# Materials provided
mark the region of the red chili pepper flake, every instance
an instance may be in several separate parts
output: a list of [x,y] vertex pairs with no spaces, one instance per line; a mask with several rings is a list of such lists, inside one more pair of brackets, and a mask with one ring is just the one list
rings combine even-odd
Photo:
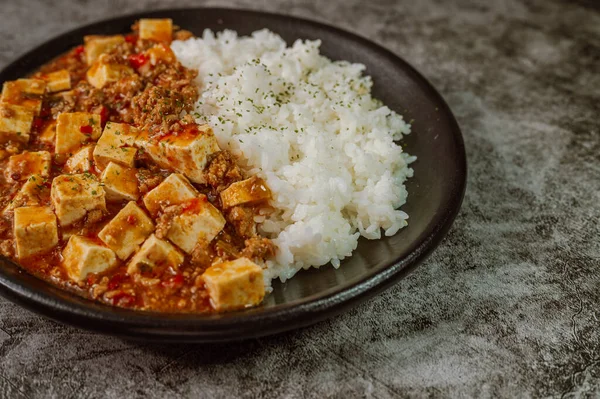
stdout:
[[107,288],[109,290],[116,289],[119,285],[121,285],[124,279],[125,276],[123,276],[122,274],[115,274],[110,280],[108,280]]
[[83,54],[84,51],[85,51],[85,47],[80,45],[80,46],[75,47],[75,49],[73,50],[73,54],[80,55],[80,54]]
[[131,43],[131,44],[135,44],[137,42],[137,35],[133,35],[133,34],[129,34],[127,36],[125,36],[125,41],[127,43]]
[[135,297],[126,292],[120,292],[112,297],[112,304],[123,307],[130,307],[135,304]]
[[42,118],[35,118],[33,120],[32,128],[34,130],[40,130],[40,128],[42,127],[43,124],[44,124],[44,120]]
[[92,132],[94,131],[94,128],[91,127],[90,125],[86,125],[86,126],[81,126],[79,128],[79,131],[83,134],[92,134]]
[[107,121],[108,121],[108,108],[106,108],[103,105],[102,108],[100,109],[100,124],[102,125],[102,127],[104,127],[104,125],[106,125]]
[[193,198],[193,199],[187,201],[185,203],[185,205],[182,206],[182,211],[187,212],[191,209],[196,209],[196,208],[198,208],[199,205],[200,205],[200,199]]
[[194,123],[194,124],[188,124],[185,126],[184,128],[184,134],[187,136],[191,136],[191,137],[195,137],[197,136],[200,131],[198,130],[198,126]]
[[132,226],[135,225],[135,223],[137,222],[137,218],[133,215],[127,216],[127,218],[125,220],[127,221],[127,223],[129,223]]
[[40,118],[47,118],[50,116],[50,107],[43,107],[40,111]]
[[148,62],[149,58],[145,54],[132,54],[129,56],[129,65],[133,68],[138,69],[146,62]]
[[163,281],[161,285],[165,288],[180,288],[183,285],[184,278],[182,274],[176,274],[173,277]]
[[176,274],[175,277],[171,278],[173,284],[183,284],[183,274]]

# Assigned task
Could you repeat the data exactly, omitting its pictures?

# Result
mark the region of the red chili pepper flake, every instance
an instance may be in several separate parts
output: a list of [x,y] vertex pairs with no spaces, one instance per line; a mask with several rings is a list of such lists, inside one more pair of brackets, and a mask with one ring is just the one list
rings combine even-odd
Photo:
stdout:
[[107,288],[109,290],[116,289],[119,285],[121,285],[124,279],[125,276],[123,276],[122,274],[115,274],[110,280],[108,280]]
[[83,54],[84,51],[85,51],[85,47],[80,45],[80,46],[75,47],[75,49],[73,50],[73,54],[80,55],[80,54]]
[[131,43],[131,44],[135,44],[137,42],[137,35],[133,35],[133,34],[129,34],[127,36],[125,36],[125,41],[127,43]]
[[135,297],[126,292],[120,292],[112,297],[112,304],[123,307],[130,307],[135,304]]
[[42,118],[35,118],[33,120],[32,128],[34,130],[40,130],[40,128],[42,127],[43,124],[44,124],[44,120]]
[[92,132],[94,131],[94,128],[91,127],[90,125],[86,125],[86,126],[81,126],[79,128],[79,131],[83,134],[92,134]]
[[107,121],[108,121],[108,108],[106,108],[103,105],[102,108],[100,109],[100,124],[102,125],[102,127],[104,127],[104,125],[106,125]]
[[193,198],[193,199],[187,201],[185,203],[185,205],[182,206],[182,211],[187,212],[191,209],[196,209],[196,208],[198,208],[199,205],[200,205],[200,199]]
[[194,123],[194,124],[188,124],[185,126],[184,128],[184,134],[187,136],[191,136],[191,137],[195,137],[197,136],[200,131],[198,130],[198,126]]
[[132,226],[135,225],[135,223],[137,222],[137,218],[133,215],[127,216],[127,218],[125,220],[127,221],[127,223],[129,223]]
[[40,118],[47,118],[50,116],[50,107],[43,107],[40,111]]
[[148,62],[149,58],[145,54],[132,54],[129,56],[129,65],[133,68],[138,69],[146,62]]
[[163,281],[161,285],[165,288],[180,288],[183,285],[184,278],[182,274],[176,274],[173,277]]
[[176,274],[175,277],[171,278],[173,284],[183,284],[183,274]]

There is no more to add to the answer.